Repeat the whole listing exactly, leaving nothing out.

# Provided data:
# # # #
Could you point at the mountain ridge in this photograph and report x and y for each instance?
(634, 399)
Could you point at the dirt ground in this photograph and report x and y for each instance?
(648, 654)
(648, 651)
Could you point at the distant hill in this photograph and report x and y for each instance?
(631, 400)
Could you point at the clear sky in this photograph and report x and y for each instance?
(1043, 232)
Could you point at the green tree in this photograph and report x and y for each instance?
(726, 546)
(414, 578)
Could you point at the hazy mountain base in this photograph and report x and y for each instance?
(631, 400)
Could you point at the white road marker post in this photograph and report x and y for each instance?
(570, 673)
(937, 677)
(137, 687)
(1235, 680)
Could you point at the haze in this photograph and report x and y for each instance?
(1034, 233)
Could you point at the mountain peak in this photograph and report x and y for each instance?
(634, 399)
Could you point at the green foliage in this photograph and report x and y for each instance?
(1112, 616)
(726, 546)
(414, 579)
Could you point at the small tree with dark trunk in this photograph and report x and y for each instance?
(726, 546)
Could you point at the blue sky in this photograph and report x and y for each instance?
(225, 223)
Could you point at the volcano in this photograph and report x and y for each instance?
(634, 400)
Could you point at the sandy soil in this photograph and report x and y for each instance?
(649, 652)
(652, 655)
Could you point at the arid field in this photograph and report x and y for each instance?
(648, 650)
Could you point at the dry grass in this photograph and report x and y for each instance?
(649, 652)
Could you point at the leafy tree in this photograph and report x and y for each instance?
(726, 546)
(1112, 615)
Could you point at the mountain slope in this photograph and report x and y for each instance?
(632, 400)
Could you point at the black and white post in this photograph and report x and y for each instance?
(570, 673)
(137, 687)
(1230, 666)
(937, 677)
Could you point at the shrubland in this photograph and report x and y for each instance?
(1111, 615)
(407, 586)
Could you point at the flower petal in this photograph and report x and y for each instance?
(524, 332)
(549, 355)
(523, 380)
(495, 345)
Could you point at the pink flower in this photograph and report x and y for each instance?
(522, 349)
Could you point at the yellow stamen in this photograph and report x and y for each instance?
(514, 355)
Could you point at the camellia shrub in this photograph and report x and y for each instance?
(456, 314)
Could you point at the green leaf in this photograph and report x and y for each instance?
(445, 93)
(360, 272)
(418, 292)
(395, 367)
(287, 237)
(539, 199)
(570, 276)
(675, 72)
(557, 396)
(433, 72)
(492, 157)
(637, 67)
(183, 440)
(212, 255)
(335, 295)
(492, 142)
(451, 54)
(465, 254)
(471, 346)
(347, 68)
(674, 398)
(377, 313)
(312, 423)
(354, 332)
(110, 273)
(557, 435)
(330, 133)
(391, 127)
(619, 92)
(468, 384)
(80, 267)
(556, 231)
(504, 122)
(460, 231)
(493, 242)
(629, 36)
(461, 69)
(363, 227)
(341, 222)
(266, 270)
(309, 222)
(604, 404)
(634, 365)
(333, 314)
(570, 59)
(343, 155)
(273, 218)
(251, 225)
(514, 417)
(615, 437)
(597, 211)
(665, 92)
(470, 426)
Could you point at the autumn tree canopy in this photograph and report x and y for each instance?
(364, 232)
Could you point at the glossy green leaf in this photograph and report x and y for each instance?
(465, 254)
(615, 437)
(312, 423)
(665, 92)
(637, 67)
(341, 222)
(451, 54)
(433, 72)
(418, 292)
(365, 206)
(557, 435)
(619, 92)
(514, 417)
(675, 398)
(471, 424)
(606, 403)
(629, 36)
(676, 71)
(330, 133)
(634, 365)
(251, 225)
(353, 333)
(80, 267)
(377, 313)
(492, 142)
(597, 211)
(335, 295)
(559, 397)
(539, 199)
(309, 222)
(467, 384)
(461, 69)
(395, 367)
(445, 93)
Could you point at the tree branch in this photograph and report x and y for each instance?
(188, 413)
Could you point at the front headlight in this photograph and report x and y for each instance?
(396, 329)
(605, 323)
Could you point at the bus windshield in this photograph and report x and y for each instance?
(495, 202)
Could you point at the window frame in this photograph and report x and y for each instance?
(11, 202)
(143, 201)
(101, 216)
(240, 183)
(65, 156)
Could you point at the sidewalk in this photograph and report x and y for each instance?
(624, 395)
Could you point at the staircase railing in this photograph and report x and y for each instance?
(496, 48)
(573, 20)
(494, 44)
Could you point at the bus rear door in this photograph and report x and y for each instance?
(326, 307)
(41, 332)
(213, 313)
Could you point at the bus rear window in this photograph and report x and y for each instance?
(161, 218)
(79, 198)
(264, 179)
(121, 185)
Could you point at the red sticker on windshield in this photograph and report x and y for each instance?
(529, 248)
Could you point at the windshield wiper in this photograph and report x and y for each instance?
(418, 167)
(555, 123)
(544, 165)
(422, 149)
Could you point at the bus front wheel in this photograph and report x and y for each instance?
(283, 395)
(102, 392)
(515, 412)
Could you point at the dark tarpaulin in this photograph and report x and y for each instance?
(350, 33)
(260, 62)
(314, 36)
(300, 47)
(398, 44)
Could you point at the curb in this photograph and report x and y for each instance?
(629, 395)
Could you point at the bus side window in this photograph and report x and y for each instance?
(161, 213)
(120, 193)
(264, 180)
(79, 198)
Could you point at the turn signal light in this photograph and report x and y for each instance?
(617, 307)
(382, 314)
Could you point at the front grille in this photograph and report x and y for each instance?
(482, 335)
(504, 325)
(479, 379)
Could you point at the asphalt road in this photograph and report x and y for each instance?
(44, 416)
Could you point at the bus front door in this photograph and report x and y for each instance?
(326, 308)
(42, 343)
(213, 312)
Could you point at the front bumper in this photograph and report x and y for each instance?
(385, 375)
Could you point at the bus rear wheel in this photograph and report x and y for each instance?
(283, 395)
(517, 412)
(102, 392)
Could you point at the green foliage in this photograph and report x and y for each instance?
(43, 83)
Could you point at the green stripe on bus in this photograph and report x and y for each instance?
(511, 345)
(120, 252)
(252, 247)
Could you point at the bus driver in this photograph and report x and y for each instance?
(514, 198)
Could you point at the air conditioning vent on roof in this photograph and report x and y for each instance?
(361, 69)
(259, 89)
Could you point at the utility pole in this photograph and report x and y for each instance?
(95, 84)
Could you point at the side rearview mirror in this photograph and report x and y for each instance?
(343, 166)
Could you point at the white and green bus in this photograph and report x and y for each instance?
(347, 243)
# # # #
# Task answer:
Could you point at the mountain ridge in this photograph and report x and y for each instance?
(634, 399)
Could you point at the dirt ground in this photograph and report x and y for each instance?
(648, 654)
(648, 651)
Could you point at the distant hill in this photograph and report x and y for each instance?
(631, 400)
Could you point at the clear sky in this photograph and report x and y for each instance?
(1043, 232)
Could you point at the green tree in this photograph and report x and y for each instance?
(726, 546)
(414, 578)
Could you point at the hazy mountain base in this photograph and report x and y for each instance?
(631, 400)
Could you point at the white road marker post in this photograph and report x and y for each instance?
(570, 673)
(937, 677)
(137, 687)
(1235, 680)
Could you point at the haze in this photograph and report x and y for each instance?
(1034, 233)
Could you point at the mountain peak in this photograph and report x and y for each instance?
(634, 399)
Could you point at the green foliage in this photograph and report x and y for each instance?
(1112, 616)
(726, 546)
(414, 579)
Could you point at the small tree with dark trunk in this photograph and report x and y for each instance?
(726, 546)
Could you point at the blue sky in this photograph and report x and y for each instance?
(225, 223)
Could you point at the volcano in this photograph and report x and y for each instance?
(634, 400)
Could you point at the sandy soil in this photograph and report x and y for each instance?
(649, 652)
(652, 655)
Could you point at the arid field in this photograph and report x and y for each instance?
(648, 650)
Could you point at the dry grass in this photograph and report x and y for each instance?
(649, 652)
Could you point at the leafy tree in this photograph and report x and y for each instance?
(726, 546)
(1112, 615)
Could you point at the mountain slope in this photograph and report x and y for each instance?
(632, 400)
Could you point at the black and white post in this photograph and report x and y for each instance?
(570, 673)
(137, 687)
(1230, 666)
(937, 677)
Could you point at the shrubland in this photograph and report x and y for each instance?
(1111, 615)
(407, 586)
Could you point at the flower petal in this photograph and report x and y for each instance?
(524, 332)
(549, 355)
(523, 380)
(495, 345)
Could you point at the pink flower in this photograph and report x and y for each instance?
(522, 349)
Could you point at the yellow stamen in this photograph and report x and y for each instance?
(514, 355)
Could you point at the camellia shrub in this photograph and report x and y for each instance?
(456, 314)
Could you point at the green leaf in this photograph and report x and y for each instance?
(445, 93)
(360, 272)
(418, 292)
(395, 367)
(287, 237)
(539, 199)
(570, 276)
(675, 72)
(557, 396)
(433, 72)
(492, 157)
(637, 67)
(183, 440)
(212, 255)
(335, 295)
(492, 142)
(451, 54)
(465, 254)
(471, 346)
(347, 68)
(674, 398)
(377, 313)
(312, 423)
(354, 332)
(110, 273)
(557, 435)
(330, 133)
(391, 127)
(619, 92)
(468, 384)
(80, 267)
(556, 231)
(504, 122)
(460, 231)
(493, 242)
(629, 36)
(461, 69)
(363, 227)
(341, 222)
(266, 270)
(309, 222)
(604, 404)
(634, 365)
(333, 314)
(570, 59)
(343, 155)
(273, 218)
(251, 225)
(514, 417)
(615, 437)
(597, 211)
(665, 92)
(470, 426)
Could you point at the autumn tree canopy in this photograph and report x and y for each instance?
(364, 232)
Could you point at the glossy green leaf in this photograph and report x and y for each instance?
(465, 254)
(615, 437)
(312, 423)
(665, 92)
(637, 67)
(341, 222)
(451, 54)
(433, 72)
(418, 292)
(365, 206)
(557, 435)
(619, 92)
(514, 417)
(675, 398)
(471, 424)
(606, 403)
(629, 36)
(676, 71)
(330, 133)
(634, 365)
(251, 225)
(353, 333)
(80, 267)
(377, 313)
(492, 142)
(597, 211)
(335, 295)
(559, 397)
(539, 199)
(309, 222)
(467, 384)
(461, 69)
(395, 367)
(445, 93)
Could you point at the tree branch in this photograph and report x and y for each instance?
(188, 413)
Could you point at the front headlight in this photograph and report x and y for each instance?
(396, 329)
(605, 323)
Could you point at the bus windshield in this photograph and report x and y for each instance?
(495, 202)
Could you point at the window frame in this photograph and report x and y for each instance?
(11, 202)
(143, 201)
(101, 216)
(240, 183)
(65, 156)
Could you point at the sidewalk in this photograph and report x and y for each instance?
(624, 395)
Could you point at the staircase railing in this photograph and report x and y for each instance?
(496, 48)
(573, 20)
(494, 44)
Could you point at the bus rear door in this photograph and report x and y for each instance?
(326, 307)
(41, 332)
(213, 313)
Could you point at the bus rear window in this photograph and report x and y for each instance?
(161, 218)
(79, 198)
(264, 179)
(121, 185)
Could you point at the red sticker on windshield in this photograph and report x and y for each instance?
(529, 248)
Could you point at the windshield wiper in this photograph and report x and y for each instance?
(418, 167)
(555, 123)
(544, 165)
(422, 149)
Could you point at the bus front wheel in this photograph and report x and y for each instance?
(283, 395)
(102, 392)
(515, 412)
Could you point at the dark tarpaulin in this photograph and report x and y for each instance?
(350, 33)
(260, 62)
(314, 36)
(300, 47)
(398, 44)
Could you point at the curb in this photograph and report x and y for each instance?
(629, 395)
Could you point at the bus side window in this photograph and report x and y for each instance?
(161, 213)
(120, 193)
(264, 180)
(79, 198)
Could you point at the turn signal light in this photograph and report x and y for each instance?
(617, 307)
(382, 314)
Could you point at the front grille in this photograph and report x and y for each instance?
(482, 335)
(504, 325)
(479, 379)
Could you point at the asphalt road in this photograph and report x and y for each instance?
(44, 416)
Could you point at the bus front door in this photograph and report x and y for each instance?
(326, 308)
(42, 343)
(213, 312)
Could you point at the front bumper in this photograph and report x and y for each instance?
(385, 375)
Could you point at the bus rear wheel in this photograph and report x and y for each instance?
(283, 395)
(517, 412)
(102, 392)
Could you point at the green foliage in this photograph and report x and y for each instance?
(43, 83)
Could you point at the green stripe on bus in this photograph and report x and y for each instance?
(511, 345)
(120, 252)
(252, 247)
Could you point at the bus driver in this photograph and report x and y for each instance?
(514, 198)
Could you point at the air conditioning vent on roof in this photograph and report x and y for each instance?
(361, 69)
(259, 89)
Could you point at the utility pole in this photograph and report x and y for each instance?
(95, 84)
Could you point at the side rearview mirror in this photograph and report x and y for each instance?
(343, 166)
Could you point at the white and green bus in this photograph and report x and y for each instance?
(347, 243)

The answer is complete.